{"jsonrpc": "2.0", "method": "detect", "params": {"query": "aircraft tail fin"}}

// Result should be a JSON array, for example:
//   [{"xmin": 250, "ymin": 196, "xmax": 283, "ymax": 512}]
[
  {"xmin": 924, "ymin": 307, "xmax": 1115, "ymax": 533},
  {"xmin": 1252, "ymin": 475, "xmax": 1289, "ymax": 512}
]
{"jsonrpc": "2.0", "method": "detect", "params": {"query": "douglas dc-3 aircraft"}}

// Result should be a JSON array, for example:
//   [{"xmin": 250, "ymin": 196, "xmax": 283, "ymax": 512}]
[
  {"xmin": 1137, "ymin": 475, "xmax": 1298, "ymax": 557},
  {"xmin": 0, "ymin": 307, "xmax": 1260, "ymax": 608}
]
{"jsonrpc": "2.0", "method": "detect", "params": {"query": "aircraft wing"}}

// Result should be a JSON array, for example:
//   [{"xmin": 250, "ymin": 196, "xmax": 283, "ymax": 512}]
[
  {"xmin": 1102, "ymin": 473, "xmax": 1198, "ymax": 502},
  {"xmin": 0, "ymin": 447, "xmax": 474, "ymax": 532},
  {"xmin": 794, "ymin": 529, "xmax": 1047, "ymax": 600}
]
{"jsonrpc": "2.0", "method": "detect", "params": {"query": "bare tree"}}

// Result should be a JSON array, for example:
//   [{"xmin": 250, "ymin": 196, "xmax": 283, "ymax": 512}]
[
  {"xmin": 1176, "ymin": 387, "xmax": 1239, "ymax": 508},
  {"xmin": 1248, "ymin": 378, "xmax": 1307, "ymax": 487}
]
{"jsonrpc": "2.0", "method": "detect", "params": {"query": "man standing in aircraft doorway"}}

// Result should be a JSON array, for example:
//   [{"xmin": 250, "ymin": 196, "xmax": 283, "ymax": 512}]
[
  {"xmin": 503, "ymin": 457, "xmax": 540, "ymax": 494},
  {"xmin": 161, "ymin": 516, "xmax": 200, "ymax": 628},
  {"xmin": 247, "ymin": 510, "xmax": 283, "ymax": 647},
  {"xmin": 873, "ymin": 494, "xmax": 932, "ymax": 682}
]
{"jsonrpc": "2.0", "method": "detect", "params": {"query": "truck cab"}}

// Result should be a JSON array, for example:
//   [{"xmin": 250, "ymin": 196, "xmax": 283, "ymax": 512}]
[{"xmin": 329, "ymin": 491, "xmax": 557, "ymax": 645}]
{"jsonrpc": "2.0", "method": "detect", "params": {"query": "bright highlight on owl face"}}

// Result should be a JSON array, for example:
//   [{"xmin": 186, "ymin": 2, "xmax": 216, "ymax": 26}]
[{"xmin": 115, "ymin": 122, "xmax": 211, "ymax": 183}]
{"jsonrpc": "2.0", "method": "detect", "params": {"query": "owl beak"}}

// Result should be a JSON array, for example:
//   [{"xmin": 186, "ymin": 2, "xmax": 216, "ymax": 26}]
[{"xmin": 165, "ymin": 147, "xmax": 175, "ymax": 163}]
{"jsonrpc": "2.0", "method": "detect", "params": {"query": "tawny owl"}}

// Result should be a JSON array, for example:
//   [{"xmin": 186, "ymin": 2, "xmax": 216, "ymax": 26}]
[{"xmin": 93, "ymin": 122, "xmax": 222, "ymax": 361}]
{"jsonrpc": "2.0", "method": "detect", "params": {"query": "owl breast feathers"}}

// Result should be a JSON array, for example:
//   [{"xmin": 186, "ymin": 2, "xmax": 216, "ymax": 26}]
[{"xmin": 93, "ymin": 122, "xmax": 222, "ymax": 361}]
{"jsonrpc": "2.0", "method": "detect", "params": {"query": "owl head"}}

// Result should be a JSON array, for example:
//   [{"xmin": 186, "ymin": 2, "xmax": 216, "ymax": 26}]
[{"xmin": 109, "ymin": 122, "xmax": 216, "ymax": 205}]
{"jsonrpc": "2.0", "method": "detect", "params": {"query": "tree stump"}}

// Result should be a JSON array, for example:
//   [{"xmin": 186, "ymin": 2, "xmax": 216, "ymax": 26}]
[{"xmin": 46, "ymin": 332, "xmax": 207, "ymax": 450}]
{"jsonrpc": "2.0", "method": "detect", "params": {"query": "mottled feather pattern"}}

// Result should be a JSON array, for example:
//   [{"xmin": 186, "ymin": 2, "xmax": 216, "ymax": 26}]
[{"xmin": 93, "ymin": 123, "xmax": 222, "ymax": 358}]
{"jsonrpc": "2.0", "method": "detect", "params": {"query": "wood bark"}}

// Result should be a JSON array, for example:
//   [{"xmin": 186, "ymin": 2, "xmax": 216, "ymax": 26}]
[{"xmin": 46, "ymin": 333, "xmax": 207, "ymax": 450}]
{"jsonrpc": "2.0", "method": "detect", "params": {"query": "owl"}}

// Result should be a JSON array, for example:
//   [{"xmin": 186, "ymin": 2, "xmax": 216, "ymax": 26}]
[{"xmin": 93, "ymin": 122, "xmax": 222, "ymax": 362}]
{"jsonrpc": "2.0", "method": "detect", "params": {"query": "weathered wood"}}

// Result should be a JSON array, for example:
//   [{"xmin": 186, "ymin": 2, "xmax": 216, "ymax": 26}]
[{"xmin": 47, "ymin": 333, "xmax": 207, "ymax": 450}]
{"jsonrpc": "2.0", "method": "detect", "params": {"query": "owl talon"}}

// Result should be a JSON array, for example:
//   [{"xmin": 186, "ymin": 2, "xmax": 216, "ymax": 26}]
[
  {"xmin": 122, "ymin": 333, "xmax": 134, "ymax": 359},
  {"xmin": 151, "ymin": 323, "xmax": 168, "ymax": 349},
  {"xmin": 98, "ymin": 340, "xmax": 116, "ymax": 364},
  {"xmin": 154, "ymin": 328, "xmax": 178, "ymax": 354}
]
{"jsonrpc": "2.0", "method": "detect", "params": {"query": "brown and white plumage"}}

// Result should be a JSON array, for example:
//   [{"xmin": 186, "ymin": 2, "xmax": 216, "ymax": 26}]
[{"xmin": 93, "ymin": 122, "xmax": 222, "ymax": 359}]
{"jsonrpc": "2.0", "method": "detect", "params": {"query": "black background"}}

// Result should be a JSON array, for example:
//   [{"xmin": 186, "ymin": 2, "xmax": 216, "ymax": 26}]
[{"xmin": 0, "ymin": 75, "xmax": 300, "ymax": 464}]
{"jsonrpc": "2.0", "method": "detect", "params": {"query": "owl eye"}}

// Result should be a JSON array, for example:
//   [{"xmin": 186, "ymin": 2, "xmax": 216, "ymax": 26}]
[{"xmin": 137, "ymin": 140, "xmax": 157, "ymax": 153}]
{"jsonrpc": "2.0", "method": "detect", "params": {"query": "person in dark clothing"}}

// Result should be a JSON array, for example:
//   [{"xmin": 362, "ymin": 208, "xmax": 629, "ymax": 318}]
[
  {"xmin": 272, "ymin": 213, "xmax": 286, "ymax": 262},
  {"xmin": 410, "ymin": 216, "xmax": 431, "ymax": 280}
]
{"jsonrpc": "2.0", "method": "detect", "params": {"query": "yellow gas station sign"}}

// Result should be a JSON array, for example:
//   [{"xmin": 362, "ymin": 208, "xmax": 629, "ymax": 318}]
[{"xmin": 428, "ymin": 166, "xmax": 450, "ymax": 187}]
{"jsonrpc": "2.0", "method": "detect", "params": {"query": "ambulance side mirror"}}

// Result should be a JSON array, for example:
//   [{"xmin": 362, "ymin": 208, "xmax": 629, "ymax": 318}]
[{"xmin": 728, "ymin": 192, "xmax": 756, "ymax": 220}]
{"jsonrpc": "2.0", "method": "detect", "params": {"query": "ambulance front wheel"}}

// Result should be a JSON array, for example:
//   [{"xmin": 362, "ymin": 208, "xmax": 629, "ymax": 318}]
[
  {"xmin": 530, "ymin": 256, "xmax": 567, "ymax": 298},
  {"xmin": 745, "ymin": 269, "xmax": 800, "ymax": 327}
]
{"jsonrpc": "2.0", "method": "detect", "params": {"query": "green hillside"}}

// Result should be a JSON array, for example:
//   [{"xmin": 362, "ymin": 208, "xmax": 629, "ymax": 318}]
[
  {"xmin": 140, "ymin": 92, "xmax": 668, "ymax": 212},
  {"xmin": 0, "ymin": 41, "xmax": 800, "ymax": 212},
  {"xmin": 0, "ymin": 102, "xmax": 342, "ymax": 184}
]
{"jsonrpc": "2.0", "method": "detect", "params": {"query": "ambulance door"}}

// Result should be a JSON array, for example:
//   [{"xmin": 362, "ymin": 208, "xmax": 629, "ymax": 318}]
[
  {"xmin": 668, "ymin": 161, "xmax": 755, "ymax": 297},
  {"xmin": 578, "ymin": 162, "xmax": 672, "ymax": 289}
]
________________________
_Work instructions_
List every line in the data above that contains the string "wood", copying each line in full.

_Answer for this exercise_
{"jsonrpc": "2.0", "method": "detect", "params": {"query": "wood bark"}}
{"jsonrpc": "2.0", "method": "detect", "params": {"query": "weathered wood"}}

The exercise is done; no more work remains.